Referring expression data
____________________

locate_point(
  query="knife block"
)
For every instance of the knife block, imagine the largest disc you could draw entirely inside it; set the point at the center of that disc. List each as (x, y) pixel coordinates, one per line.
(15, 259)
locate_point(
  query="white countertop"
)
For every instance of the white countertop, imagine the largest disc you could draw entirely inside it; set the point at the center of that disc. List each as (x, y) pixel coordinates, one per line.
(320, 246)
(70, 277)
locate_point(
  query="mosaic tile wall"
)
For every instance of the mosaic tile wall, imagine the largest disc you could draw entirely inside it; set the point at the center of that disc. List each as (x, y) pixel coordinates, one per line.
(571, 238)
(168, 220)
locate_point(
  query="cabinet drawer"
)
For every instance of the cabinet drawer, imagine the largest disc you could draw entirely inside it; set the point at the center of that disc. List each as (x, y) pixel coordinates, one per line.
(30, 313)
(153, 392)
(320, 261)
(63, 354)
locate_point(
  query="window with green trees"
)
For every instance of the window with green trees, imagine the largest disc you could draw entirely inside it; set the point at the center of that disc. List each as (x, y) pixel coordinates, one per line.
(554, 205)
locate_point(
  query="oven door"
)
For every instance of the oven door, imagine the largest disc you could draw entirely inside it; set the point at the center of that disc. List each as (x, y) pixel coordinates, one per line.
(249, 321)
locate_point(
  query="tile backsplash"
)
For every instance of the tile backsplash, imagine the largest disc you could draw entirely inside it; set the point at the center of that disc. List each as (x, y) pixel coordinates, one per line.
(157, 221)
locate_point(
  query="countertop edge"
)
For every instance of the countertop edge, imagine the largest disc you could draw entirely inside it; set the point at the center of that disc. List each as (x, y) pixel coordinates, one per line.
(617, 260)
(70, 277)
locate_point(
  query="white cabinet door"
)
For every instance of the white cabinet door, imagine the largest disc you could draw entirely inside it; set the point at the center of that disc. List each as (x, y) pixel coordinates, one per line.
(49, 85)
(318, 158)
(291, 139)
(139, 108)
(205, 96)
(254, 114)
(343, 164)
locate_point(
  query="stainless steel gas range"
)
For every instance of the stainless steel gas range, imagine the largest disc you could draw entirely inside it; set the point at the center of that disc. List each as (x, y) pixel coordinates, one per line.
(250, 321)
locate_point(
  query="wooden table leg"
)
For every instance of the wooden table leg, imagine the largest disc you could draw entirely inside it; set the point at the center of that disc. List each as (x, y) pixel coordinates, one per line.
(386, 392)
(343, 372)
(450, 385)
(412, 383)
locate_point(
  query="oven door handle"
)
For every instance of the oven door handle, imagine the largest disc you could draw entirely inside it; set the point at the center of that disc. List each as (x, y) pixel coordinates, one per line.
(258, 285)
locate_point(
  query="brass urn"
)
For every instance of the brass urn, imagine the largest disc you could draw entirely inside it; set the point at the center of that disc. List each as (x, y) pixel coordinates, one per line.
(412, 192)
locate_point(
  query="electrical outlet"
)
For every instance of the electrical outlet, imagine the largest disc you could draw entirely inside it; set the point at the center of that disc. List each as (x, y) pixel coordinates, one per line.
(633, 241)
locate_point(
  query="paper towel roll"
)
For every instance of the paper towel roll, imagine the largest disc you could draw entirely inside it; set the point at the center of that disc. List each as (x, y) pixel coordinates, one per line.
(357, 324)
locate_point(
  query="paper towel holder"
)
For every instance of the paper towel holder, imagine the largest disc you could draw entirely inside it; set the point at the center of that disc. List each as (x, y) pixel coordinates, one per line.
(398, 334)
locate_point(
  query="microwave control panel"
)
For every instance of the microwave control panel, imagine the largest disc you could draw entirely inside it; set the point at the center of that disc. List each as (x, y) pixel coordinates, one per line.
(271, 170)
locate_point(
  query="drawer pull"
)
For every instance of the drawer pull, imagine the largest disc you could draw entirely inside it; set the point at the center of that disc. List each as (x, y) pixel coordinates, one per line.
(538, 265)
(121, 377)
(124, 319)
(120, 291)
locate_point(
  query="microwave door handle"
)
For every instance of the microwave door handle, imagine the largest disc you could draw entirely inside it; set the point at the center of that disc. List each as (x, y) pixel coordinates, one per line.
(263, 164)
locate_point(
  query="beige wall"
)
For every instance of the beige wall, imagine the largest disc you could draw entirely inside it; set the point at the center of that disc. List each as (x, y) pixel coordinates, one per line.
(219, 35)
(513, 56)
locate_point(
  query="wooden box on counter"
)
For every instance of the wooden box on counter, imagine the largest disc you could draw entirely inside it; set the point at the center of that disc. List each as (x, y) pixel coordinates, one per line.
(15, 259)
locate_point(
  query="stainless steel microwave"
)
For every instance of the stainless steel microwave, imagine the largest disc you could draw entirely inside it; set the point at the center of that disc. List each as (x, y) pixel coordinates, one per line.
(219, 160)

____________________

◆ What to do ◆
Exactly as written above, copy out all the records.

◆ Answer to the problem ◆
locate_point(
  query="knife block"
)
For every instance of the knife block, imagine the largest disc you could draw entirely inside it; set the point at the center of that disc. List each as (x, y) pixel coordinates, one per line.
(15, 259)
locate_point(
  query="white countertop"
)
For every instance of the white countertop, imagine the largest disc you could draw entirely inside it; set the point at the center of that disc. List each as (x, y) pixel coordinates, one per line.
(320, 246)
(70, 277)
locate_point(
  query="mosaic tile wall"
)
For every instance of the mosaic tile wall, imagine the largest disc you could draw entirely inside it; set the point at the center of that disc. List each as (x, y) pixel coordinates, one per line.
(571, 238)
(168, 220)
locate_point(
  query="cabinet drawer"
)
For every instance of the cabinet drawer, imagine the largest disc you could draw entirely inside it; set the point at the center of that disc. List each as (x, y) pixel coordinates, one per line.
(30, 313)
(153, 392)
(320, 261)
(63, 354)
locate_point(
  query="window with green trees"
)
For every instance of the window with green trees, imagine the largest disc you could draw entirely inside it; set the point at the center of that disc. List each as (x, y) pixel coordinates, one per line.
(554, 205)
locate_point(
  query="oven door"
)
For every instance of the oven door, imagine the largest disc you could draw entirely inside it; set the point at the center of that disc. List each as (x, y) pixel coordinates, one per line.
(249, 321)
locate_point(
  query="tile backsplash"
)
For every instance of the tile backsplash, imagine the largest disc you could draw entirely inside it; set the point at the center of that disc. List each as (x, y) pixel coordinates, one per line.
(157, 221)
locate_point(
  query="countertop edge"
)
For every instance of the countertop edge, imagine the largest disc you could draw entirely inside it; set the point at the center of that disc. List each as (x, y) pixel coordinates, one per line.
(617, 260)
(70, 277)
locate_point(
  query="white cabinet door"
)
For every instance of the white cabinet door, imagine the largest disc you could draw entirely inside it; set the point at the center of that disc. List each as (x, y) pixel coordinates, one per line.
(49, 85)
(318, 158)
(291, 139)
(139, 108)
(205, 96)
(254, 114)
(343, 164)
locate_point(
  query="stainless steel gas range"
)
For every instance of the stainless steel gas range, imagine the largest disc you could draw entirely inside it; set the point at the center of that disc. List each as (x, y) pixel coordinates, one per line.
(250, 321)
locate_point(
  query="wooden table leg"
)
For every instance of the wooden table leg, imagine the largest disc you could draw entirely inside it; set the point at the center of that disc. List each as (x, y) pixel coordinates, one per line.
(386, 392)
(343, 372)
(450, 385)
(412, 383)
locate_point(
  query="oven door handle"
)
For every instance of the oven door handle, imagine the largest disc you could draw entirely inside it; set the point at the center of that disc. List each as (x, y) pixel coordinates, one per line.
(258, 285)
locate_point(
  query="brass urn"
)
For every instance of the brass urn, imagine the largest disc you could draw entirely inside it; set the point at the center of that disc. List each as (x, y) pixel coordinates, one per line.
(412, 192)
locate_point(
  query="electrical outlet"
)
For every instance of the electrical outlet, imagine the largest disc you could draw entirely inside it; set the point at the center of that disc. List each as (x, y) pixel coordinates, one per line.
(633, 241)
locate_point(
  query="paper towel roll"
)
For every instance of the paper towel roll, imagine the largest disc you could draw entirely inside it; set the point at the center of that disc. List each as (x, y) pixel coordinates, one per line.
(357, 324)
locate_point(
  query="paper towel holder"
)
For every instance of the paper towel holder, imagine the largest disc you could draw entirely inside it; set the point at the center of that disc. List each as (x, y) pixel coordinates, one per line.
(398, 334)
locate_point(
  query="microwave control panel"
)
For every instance of the microwave control panel, imagine the largest disc you could draw entirely inside it; set the point at the center of that disc. List each as (x, y) pixel coordinates, one per line.
(271, 170)
locate_point(
  query="drawer pull"
)
For every instance of the drawer pull, imagine the largest disc you could draw entirely inside it; set the point at the center of that disc. List each as (x, y) pixel coordinates, one per line.
(538, 265)
(121, 377)
(124, 319)
(120, 291)
locate_point(
  query="microwave door handle"
)
For every instance of the microwave door handle, imagine the largest disc you could draw entirely inside it; set the point at the center of that disc. List each as (x, y) pixel coordinates, one per line.
(263, 164)
locate_point(
  query="beige wall"
)
For every instance of the beige wall, imagine the largest disc you could draw entirely inside it; set the point at the center of that disc. List each as (x, y) pixel coordinates, one per line.
(219, 35)
(513, 56)
locate_point(
  query="wooden box on counter"
)
For every instance of the wooden box on counter, imagine the largest disc you could draw entirely inside it; set the point at the center of that disc. List each as (x, y) pixel coordinates, one per line.
(15, 259)
locate_point(
  query="stainless steel microwave"
)
For every instance of the stainless steel microwave, imagine the largest disc you could draw entirely inside it; set the point at the center of that disc. List each as (x, y) pixel coordinates, one per line.
(219, 160)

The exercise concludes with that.